▸ **Aufgabe 1**: Gib die Datensätze von der Zeile mit „In this exercise you will pick out the caramel“ bis zum Ende der Datensätze noch einmal wieder und tausche dabei „caramel drizzle“ gegen „honey glaze“ aus. Alles andere bleibt unverändert.

──────── Vorgegebener Text

Weltraummüll: Im Orbit ist die Hölle los
Jedes Mal, wenn eine Rakete einen Satelliten ins All bringt, wird Abfall produziert. Ausgebrannte Raketenstufen, Treibstofftanks, Satelliten-Teile, abgelöste Halterungen, Farbsplitter ganze Satelliten, die nicht mehr funktionieren befinden sich dann im All. Dazu kommen Trümmer, die durch Antisatellitenwaffen verteilt wurden und Fragmente, die von bereits erfolgten Kollisionen stammen.
Millionen Geschosse
Rund 16.000 Teile im Orbit sind größer als zehn Zentimeter. Objekte dieser Größe können mit optischen Teleskopen, Radar und Lidar erfasst werden. Das geschieht auch. Die NASA und die ESA betreiben etwa Teleskope, die einzig der Verfolgung und Katalogisierung von Weltraummüll dienen. Kleinere Teile entziehen sich jedoch jeglicher Überwachung, stellen aber ein enormes Risiko dar. Zwischen 300.000 und 740.000 Objekte sind zwischen einem und zehn Zentimeter groß. Wird ein Satellit von so einem Teil getroffen, sind zumindest einzelne Subsysteme bedroht, die einen Satellit dysfunktional machen können.

────────────────
──────── Rohe Datensätze

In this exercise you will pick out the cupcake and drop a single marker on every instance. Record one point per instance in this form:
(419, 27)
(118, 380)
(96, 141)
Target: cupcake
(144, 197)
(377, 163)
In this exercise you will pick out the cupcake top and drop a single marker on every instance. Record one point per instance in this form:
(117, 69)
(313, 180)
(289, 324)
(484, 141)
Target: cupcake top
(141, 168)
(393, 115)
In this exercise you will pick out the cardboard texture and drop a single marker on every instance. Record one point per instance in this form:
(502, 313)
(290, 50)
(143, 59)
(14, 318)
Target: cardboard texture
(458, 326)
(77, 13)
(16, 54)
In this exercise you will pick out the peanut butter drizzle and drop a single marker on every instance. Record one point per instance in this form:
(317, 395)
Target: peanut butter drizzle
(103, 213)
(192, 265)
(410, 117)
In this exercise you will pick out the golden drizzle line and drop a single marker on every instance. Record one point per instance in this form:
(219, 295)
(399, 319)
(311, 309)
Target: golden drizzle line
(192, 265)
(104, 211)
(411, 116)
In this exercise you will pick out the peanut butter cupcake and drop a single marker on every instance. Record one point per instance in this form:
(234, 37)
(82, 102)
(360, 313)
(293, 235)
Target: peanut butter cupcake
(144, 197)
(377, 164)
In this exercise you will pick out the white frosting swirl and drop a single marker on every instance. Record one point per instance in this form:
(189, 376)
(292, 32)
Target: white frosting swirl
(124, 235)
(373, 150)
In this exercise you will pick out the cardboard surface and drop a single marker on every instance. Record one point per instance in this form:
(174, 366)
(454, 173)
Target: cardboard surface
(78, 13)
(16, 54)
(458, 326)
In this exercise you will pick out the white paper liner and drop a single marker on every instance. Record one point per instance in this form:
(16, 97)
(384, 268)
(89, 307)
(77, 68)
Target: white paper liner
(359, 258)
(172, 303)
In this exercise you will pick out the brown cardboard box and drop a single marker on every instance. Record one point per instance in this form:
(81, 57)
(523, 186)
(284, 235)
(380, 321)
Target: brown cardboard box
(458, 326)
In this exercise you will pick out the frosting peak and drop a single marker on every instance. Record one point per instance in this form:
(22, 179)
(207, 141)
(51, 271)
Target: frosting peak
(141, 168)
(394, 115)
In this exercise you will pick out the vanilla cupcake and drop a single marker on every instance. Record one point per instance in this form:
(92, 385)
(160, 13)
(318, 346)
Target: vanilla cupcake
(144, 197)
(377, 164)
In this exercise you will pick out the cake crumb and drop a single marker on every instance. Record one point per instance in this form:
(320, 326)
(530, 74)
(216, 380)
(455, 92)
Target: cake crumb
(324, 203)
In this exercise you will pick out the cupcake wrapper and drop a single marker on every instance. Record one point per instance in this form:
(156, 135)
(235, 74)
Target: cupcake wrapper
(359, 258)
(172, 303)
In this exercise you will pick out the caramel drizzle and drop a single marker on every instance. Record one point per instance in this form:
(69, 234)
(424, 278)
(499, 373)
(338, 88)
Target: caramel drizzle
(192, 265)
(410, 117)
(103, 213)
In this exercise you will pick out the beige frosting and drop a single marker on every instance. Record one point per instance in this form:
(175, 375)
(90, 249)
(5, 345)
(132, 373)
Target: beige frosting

────────────────

▸ **Aufgabe 2**: Führe den Text über Weltraummüll von der Stelle aus weiter, an der er endet.

▸ **Ergebnis 1**:
In this exercise you will pick out the honey glaze and drop a single marker on every instance. Record one point per instance in this form:
(69, 234)
(424, 278)
(499, 373)
(338, 88)
Target: honey glaze
(192, 265)
(410, 117)
(103, 213)
In this exercise you will pick out the beige frosting and drop a single marker on every instance. Record one point per instance in this form:
(175, 375)
(90, 249)
(5, 345)
(132, 373)
Target: beige frosting

▸ **Ergebnis 2**:
Aber auch Einschläge noch kleinerer Objekte sind nicht zu unterschätzen. Mit Geschwindigkeiten von mehreren tausend km/h können auch Objekte, die nur einen Millimeter bis einen Zentimeter groß sind, Löcher in Raumanzüge (etwa während Außenbordmissionen von Astronauten) reißen und Satelliten beschädigen. Von diesen Kleinstobjekten gibt es geschätzte 300 Millionen.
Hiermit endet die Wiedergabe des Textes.